→ EXTRACTED TEXT:
*** Begin section ***

Monday, December 7, 2015

2400

My 11-year old and I figured out a short time ago that there are approximately 2400 days left until June of her senior year. It might not be the day she graduates or moves out, but it was a good marker of how many days of her childhood we have left to spend together. And her "childhood" is certainly going to pass by long before then. It gave me pause to put a hard number to those days.

"2400" is now a mantra for my daily interactions with her, as I know it's so easy for me to focus on her exasperating habits or annoying shortcomings, especially since she has entered puberty and is approaching teen-dom. This numeric reminder now serves to help me put those annoyances into perspective. "2400" I think as she rolls her eyes at me when I ask her to pick her clothes up off the bathroom floor or unearth her desk and bed from the mound of random belongings piled on top of them. "2400" I think as she grumbles about bedtime or TV limits.

*** End section ***

→ TASK A:
Update the blog post about the 2400 days between "My 11-year old" and "to those days.", inclusive, with "a good marker" swapped for "a clear measure".
→ TASK B:
Write what comes next in the blog post about the 2400 days, starting after its last sentence.

→ DATA SHOWN:
*** Begin section ***

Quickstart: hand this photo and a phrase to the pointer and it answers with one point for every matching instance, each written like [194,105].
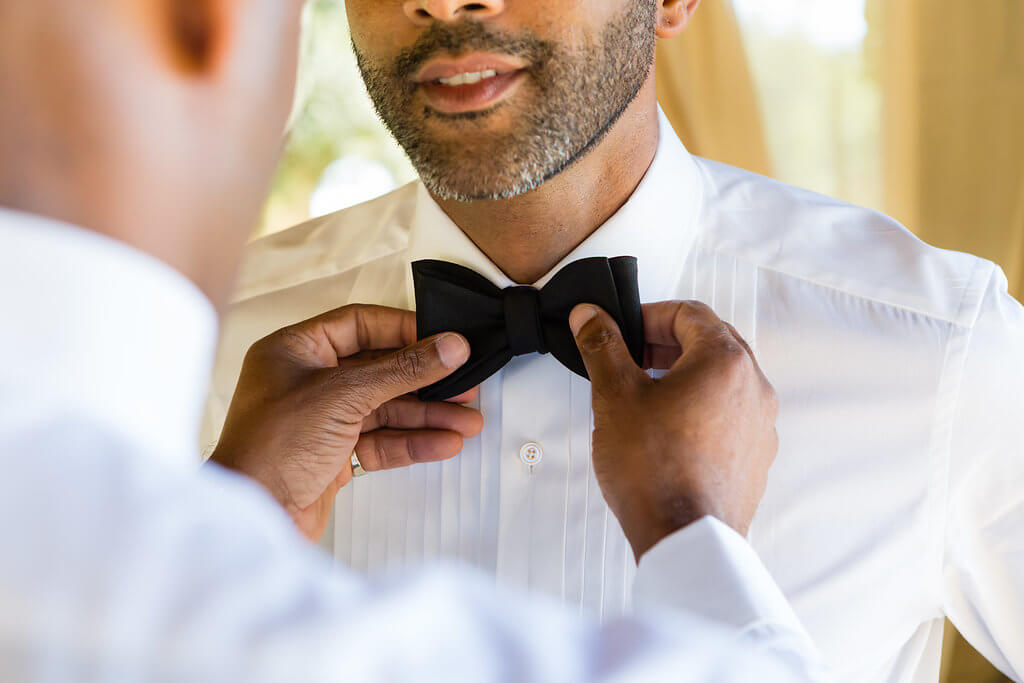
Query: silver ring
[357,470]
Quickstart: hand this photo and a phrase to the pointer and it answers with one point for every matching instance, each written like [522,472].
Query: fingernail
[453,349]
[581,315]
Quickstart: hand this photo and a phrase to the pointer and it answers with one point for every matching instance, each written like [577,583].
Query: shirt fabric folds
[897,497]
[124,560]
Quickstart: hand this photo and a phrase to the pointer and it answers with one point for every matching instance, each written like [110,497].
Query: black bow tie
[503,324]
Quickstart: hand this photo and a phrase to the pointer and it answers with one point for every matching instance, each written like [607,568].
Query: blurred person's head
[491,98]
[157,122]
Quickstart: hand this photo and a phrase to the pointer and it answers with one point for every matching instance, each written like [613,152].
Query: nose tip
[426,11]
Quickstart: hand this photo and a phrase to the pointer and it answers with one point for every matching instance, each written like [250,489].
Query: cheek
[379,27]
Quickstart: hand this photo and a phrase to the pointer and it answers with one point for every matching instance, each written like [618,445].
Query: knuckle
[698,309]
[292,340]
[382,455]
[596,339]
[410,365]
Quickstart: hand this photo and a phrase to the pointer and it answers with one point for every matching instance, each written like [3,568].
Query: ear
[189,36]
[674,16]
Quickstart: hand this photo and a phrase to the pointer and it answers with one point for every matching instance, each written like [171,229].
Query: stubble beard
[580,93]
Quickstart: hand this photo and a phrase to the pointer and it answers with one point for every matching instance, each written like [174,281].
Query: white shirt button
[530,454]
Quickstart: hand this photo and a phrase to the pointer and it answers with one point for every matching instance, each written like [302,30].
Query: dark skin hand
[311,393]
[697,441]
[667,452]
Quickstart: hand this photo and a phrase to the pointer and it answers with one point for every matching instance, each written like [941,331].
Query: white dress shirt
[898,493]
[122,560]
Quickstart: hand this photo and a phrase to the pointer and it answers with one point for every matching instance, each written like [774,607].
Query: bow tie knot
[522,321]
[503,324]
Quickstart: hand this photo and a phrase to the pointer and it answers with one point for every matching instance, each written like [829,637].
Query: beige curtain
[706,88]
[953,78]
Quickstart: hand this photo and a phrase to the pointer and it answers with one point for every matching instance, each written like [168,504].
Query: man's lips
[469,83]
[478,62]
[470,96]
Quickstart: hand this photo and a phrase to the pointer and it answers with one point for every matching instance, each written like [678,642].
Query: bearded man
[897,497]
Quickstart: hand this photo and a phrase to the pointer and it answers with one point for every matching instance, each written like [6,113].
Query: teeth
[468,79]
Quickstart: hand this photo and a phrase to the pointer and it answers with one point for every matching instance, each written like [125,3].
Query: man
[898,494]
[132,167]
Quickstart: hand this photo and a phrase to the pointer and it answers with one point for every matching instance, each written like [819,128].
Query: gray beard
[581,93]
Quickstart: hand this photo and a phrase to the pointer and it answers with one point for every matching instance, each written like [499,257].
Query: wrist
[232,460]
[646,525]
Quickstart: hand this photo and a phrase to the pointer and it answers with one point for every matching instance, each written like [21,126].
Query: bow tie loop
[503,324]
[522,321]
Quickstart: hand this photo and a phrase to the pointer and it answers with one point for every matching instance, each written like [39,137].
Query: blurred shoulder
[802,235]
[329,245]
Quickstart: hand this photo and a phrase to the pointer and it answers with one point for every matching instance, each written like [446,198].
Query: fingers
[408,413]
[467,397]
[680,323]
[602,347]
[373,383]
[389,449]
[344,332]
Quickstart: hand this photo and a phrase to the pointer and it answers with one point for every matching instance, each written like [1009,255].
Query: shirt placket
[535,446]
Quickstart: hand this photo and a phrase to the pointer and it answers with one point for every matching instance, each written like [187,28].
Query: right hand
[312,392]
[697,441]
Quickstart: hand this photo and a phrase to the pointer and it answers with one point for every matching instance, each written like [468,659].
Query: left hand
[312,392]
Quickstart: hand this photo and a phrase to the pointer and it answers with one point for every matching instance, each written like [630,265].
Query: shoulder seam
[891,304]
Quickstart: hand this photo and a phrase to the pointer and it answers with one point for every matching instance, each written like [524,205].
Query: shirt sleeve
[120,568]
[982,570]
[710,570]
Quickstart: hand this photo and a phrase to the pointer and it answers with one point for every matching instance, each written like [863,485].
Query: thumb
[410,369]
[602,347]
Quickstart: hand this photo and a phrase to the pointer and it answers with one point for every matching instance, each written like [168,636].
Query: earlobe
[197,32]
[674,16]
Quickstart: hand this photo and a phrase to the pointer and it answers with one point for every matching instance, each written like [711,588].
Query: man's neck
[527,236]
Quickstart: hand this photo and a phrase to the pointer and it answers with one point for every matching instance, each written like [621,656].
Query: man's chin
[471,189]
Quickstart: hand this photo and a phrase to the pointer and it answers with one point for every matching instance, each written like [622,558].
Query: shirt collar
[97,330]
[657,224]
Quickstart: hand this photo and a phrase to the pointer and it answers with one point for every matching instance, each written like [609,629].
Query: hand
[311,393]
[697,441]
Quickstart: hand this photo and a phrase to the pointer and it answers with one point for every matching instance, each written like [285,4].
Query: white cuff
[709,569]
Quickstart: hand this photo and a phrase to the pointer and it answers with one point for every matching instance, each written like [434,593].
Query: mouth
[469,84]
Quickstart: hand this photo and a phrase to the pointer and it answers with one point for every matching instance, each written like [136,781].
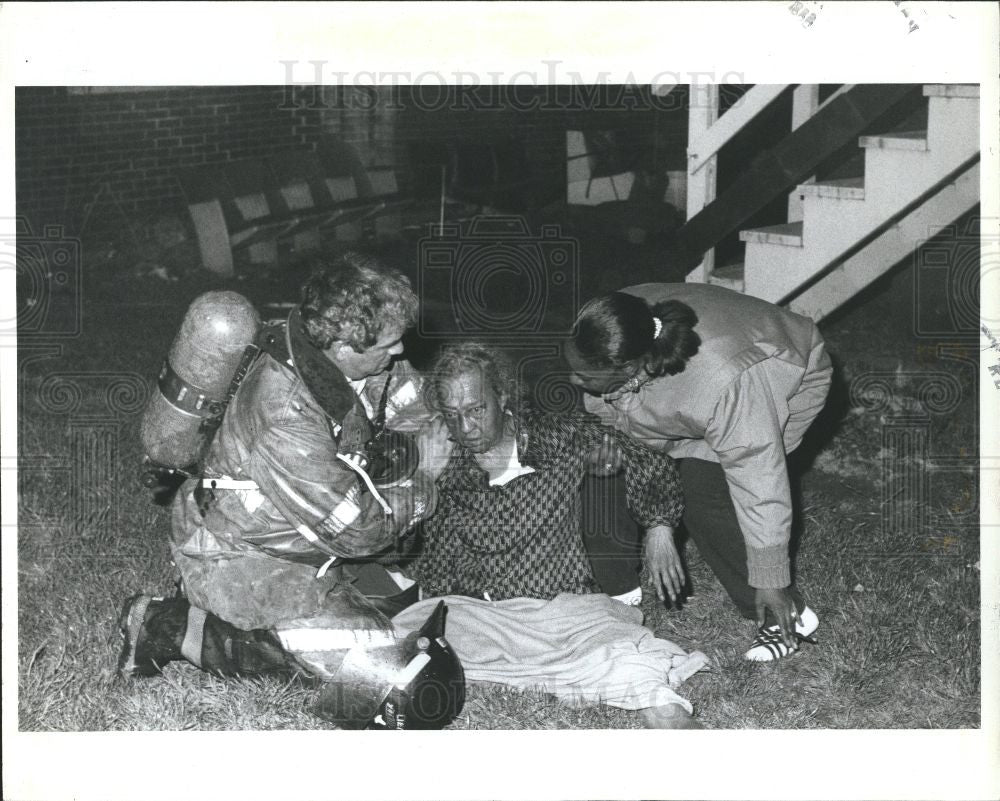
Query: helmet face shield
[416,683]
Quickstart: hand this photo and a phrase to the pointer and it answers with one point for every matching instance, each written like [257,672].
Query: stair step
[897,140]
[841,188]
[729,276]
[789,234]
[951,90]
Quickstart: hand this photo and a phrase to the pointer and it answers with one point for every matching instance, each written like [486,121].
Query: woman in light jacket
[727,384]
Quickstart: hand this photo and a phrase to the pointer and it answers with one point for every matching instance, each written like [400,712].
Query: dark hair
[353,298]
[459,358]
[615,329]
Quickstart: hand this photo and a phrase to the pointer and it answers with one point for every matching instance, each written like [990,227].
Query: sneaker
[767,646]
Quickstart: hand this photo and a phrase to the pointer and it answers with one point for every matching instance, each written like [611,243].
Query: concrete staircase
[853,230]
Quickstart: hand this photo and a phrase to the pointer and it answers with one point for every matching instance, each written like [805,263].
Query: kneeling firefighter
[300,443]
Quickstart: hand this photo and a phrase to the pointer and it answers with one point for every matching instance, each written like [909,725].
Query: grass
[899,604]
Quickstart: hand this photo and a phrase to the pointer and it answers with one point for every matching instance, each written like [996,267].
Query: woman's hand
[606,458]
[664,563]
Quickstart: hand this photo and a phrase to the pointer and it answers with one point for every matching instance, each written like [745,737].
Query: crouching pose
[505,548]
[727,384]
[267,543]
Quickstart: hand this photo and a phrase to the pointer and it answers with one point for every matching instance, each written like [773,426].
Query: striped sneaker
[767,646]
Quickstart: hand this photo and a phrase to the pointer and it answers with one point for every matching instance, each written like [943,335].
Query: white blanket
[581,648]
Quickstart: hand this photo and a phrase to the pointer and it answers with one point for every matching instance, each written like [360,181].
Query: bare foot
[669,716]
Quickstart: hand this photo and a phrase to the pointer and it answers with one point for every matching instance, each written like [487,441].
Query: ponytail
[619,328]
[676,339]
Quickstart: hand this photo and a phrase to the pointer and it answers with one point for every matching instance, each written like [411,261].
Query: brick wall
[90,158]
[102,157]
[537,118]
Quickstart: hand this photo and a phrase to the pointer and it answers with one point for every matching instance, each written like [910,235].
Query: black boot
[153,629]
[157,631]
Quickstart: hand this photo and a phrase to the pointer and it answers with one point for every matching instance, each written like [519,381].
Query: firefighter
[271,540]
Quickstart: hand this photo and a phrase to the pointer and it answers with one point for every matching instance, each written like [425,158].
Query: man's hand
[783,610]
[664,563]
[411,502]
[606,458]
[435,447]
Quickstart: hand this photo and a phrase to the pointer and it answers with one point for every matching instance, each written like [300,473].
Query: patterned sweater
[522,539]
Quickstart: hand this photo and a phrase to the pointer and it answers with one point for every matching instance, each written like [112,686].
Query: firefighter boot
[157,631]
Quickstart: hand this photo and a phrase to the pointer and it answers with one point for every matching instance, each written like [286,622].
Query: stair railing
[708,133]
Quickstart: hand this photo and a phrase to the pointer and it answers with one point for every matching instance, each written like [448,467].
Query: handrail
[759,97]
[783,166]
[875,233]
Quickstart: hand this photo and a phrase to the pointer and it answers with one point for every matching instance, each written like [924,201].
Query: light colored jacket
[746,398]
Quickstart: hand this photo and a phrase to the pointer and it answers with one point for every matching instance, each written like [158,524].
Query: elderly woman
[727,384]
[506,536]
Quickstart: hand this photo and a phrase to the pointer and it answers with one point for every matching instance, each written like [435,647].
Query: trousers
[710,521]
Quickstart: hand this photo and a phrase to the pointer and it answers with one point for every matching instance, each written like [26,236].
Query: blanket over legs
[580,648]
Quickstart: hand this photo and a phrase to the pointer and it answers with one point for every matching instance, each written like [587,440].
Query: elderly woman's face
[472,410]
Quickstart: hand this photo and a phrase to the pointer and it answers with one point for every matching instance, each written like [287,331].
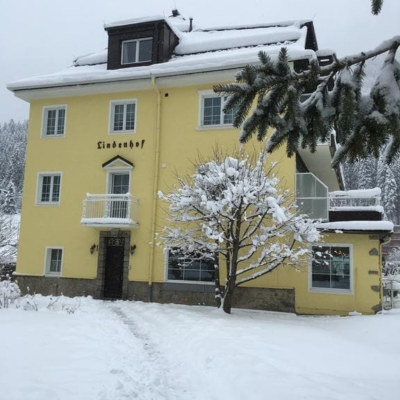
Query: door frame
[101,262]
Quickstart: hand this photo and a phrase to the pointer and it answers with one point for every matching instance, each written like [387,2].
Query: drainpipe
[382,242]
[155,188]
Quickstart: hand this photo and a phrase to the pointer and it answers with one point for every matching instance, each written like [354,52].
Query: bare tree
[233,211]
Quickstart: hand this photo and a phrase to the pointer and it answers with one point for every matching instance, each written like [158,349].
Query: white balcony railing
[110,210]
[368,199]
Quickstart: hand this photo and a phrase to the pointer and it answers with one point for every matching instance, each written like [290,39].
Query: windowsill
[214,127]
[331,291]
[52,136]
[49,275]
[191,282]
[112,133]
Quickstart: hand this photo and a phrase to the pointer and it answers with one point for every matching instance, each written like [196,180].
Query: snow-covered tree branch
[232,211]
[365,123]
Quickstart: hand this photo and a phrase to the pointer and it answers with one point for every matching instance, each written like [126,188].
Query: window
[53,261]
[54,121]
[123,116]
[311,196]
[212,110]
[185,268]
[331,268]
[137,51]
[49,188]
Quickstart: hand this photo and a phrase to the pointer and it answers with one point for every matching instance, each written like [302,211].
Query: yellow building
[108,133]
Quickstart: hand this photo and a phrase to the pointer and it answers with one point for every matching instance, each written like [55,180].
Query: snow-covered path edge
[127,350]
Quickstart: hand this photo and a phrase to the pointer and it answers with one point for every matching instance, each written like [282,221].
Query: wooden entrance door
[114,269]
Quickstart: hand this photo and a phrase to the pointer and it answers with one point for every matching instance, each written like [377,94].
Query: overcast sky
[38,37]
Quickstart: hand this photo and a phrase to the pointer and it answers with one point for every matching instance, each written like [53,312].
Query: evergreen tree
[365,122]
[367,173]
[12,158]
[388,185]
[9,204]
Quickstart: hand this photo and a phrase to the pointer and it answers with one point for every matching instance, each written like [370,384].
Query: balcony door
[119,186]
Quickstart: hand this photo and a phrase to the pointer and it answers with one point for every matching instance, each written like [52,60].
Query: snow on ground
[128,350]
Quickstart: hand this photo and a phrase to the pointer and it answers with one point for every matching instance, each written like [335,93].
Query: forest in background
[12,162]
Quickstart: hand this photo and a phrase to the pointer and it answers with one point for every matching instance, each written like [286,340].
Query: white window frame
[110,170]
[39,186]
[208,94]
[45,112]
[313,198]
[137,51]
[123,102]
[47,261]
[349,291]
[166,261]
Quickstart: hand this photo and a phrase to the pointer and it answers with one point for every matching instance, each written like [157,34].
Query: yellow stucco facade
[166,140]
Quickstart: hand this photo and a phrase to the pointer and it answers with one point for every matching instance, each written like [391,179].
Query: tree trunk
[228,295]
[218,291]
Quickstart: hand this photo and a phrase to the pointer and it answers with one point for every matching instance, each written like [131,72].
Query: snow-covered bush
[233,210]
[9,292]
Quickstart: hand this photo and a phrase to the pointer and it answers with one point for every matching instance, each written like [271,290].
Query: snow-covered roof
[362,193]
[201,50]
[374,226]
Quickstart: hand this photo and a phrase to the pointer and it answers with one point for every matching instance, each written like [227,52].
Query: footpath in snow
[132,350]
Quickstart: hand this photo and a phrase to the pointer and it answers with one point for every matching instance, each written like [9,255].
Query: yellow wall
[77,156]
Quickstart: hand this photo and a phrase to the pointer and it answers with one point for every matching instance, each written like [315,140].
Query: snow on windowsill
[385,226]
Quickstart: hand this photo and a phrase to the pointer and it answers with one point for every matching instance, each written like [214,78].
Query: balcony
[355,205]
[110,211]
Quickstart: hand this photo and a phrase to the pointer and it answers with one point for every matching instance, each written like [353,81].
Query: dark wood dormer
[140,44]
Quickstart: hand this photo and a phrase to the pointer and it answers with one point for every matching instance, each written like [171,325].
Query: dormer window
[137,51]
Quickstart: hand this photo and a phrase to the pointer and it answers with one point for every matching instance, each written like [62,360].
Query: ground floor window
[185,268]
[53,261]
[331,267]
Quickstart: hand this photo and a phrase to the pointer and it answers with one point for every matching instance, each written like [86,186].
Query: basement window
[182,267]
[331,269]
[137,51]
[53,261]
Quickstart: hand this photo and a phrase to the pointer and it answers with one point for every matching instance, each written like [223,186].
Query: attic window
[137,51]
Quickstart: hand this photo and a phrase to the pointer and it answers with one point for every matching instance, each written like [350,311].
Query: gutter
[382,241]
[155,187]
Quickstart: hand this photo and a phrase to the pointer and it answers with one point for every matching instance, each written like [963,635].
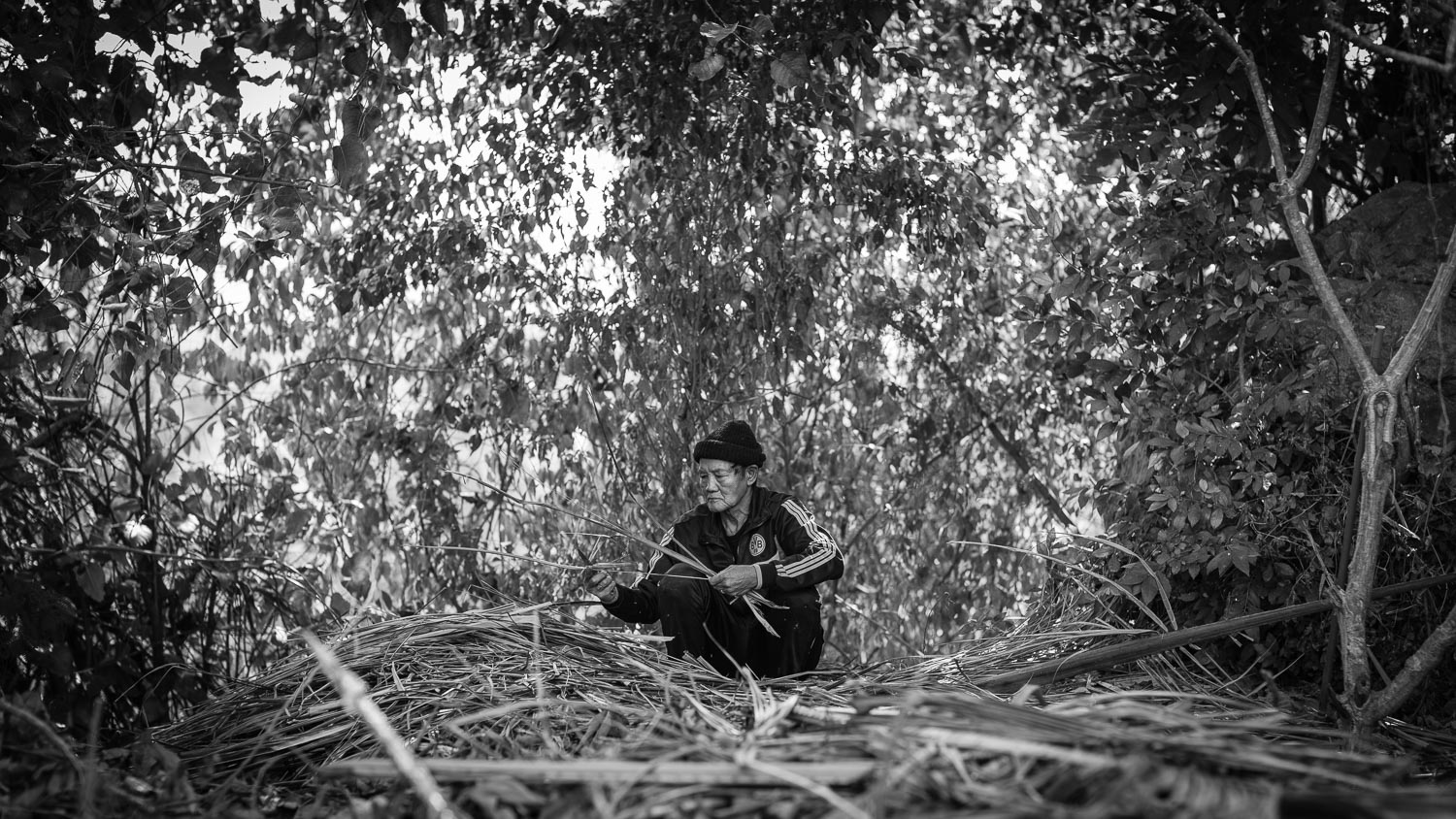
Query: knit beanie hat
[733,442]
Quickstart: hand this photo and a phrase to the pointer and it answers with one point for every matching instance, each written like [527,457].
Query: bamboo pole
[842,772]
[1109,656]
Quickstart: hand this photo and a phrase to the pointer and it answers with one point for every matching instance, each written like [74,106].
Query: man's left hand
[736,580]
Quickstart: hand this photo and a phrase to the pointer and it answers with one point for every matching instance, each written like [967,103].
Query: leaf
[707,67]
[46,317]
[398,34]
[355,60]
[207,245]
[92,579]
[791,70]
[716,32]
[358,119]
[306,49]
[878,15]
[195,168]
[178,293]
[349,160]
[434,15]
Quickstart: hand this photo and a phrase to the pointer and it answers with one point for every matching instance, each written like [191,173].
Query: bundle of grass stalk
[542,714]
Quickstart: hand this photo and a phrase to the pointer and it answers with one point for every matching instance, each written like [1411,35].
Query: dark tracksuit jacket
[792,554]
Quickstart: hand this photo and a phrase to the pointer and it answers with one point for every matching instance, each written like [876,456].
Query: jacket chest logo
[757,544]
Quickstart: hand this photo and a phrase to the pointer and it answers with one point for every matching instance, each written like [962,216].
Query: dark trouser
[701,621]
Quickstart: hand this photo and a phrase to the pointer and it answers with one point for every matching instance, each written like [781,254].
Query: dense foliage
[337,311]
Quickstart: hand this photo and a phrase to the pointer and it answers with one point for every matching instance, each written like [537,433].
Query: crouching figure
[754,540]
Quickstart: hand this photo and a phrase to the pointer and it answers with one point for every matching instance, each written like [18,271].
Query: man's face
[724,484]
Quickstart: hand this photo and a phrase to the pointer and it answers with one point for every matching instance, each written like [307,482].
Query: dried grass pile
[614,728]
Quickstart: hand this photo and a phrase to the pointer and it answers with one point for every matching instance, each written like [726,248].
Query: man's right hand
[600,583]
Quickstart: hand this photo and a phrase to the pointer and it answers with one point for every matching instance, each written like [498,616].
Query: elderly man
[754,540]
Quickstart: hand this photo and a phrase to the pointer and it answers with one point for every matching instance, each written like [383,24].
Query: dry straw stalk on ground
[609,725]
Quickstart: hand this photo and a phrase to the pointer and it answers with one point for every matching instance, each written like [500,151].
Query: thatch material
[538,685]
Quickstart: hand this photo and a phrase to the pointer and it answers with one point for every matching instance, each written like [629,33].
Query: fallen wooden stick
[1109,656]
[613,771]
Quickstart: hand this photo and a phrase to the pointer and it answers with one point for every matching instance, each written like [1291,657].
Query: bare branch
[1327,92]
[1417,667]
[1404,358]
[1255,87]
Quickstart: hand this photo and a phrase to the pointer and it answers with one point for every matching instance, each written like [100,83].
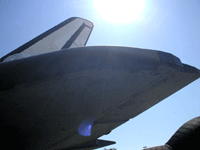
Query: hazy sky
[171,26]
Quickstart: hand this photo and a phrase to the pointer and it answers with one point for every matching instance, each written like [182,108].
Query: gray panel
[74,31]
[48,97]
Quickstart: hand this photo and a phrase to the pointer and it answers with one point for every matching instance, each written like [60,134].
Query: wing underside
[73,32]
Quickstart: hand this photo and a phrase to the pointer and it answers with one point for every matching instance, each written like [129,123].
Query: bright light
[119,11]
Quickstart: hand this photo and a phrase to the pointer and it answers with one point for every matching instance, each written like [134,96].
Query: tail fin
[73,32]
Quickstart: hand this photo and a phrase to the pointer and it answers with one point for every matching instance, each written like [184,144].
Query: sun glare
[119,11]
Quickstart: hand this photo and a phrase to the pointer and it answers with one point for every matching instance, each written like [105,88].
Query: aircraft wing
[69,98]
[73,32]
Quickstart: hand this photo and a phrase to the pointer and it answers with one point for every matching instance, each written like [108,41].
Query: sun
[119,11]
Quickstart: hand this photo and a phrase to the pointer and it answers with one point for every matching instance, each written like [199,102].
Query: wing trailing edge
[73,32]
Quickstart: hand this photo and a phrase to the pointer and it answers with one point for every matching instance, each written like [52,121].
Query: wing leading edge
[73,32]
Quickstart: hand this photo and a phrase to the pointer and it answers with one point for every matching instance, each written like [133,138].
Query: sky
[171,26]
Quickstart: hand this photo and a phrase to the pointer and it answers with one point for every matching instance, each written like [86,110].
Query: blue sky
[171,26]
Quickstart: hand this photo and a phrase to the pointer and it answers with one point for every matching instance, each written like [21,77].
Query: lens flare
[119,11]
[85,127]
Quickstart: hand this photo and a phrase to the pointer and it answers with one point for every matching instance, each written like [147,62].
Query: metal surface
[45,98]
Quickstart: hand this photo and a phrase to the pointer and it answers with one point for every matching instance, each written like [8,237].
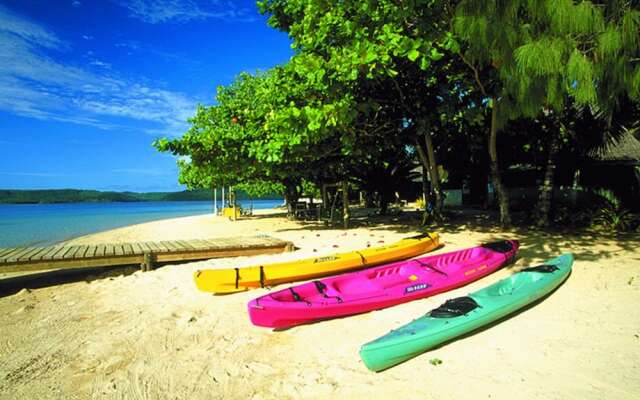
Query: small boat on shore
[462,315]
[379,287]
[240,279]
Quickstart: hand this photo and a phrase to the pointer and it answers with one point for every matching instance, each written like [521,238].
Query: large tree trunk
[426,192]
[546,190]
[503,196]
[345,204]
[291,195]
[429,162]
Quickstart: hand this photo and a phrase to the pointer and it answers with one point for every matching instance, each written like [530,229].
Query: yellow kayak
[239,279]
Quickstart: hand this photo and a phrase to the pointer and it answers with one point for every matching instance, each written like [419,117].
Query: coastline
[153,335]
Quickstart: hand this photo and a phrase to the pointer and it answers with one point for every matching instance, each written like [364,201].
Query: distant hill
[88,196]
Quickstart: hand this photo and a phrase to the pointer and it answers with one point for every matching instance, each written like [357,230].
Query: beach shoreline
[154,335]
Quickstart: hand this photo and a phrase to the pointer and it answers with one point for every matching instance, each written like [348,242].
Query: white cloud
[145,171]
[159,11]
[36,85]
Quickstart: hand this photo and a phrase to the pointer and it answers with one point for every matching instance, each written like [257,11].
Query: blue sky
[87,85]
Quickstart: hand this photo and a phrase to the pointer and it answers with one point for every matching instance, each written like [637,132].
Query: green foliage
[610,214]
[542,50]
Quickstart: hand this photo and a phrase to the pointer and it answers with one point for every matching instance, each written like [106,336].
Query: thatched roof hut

*** End section ***

→ EXERCISE RESPONSE A:
My 11-year old and I figured out a short time ago that there are approximately 2400 days left until June of her senior year. It might not be the day she graduates or moves out, but it was a clear measure of how many days of her childhood we have left to spend together. And her "childhood" is certainly going to pass by long before then. It gave me pause to put a hard number to those days.

→ EXERCISE RESPONSE B:
"2400" also serves as a gratitude counter, filling me with joy that I have that many more days still to enjoy her unique and funny and unpredictable presence. "2400" I think as she rushes blurting mid-sentence into the kitchen, her cockatiel perched on her shoulder, pointe shoes on her feet, as she answers my beckon to unload the dishwasher. "2400" I think as I watch her perform ballet and Celtic dance on stage, draw in her sketchbook, or ride her horse into a herd of cattle to separate out a steer with a blue ear tag. "2400" I think as we snuggle together and watch a gripping episode of "Agents of SHIELD" or "Dr. Who." "2400" I think as I tuck her in and read a chapter of Redwall aloud to her, grateful that she still appreciates and cherishes our bedtime routine.

Of course, 2400 is no guarantee, either. It could be 1400, or 400, or one. Tragedies befall even those who are cognizant of the clock ticking.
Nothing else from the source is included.